_Exercise aim_
Using the entries below, output exactly the lines from the one containing "Reviewer note: check that each instance of the rye" through the final line, both included, and no others.

_Supplied material_
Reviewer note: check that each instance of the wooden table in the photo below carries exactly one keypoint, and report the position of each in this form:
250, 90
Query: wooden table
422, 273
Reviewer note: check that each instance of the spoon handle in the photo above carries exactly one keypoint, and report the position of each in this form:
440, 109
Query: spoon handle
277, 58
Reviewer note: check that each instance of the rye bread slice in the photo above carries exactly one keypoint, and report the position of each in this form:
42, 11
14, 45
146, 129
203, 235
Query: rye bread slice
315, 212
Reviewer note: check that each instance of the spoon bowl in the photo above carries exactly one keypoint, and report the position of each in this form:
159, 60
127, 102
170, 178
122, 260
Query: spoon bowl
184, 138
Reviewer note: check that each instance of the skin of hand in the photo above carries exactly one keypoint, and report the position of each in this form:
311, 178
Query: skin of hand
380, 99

_Written answer_
Reviewer note: check that each instance of the rye bread slice in the photo above carries exactly one keypoint, and report the position of each in this form:
42, 11
14, 45
146, 129
203, 235
Query: rye bread slice
315, 212
Reviewer note: check that each instance of the spoon bowl in the photo above carries exactly one keypoint, and report the position of each in this form:
159, 60
127, 102
170, 178
122, 260
Query: spoon bowl
184, 138
Reviewer note: check that each instance of the skin of hand in the photo above carries exactly one keypoint, and report the position of each in this form:
311, 178
Query: skin of hand
380, 99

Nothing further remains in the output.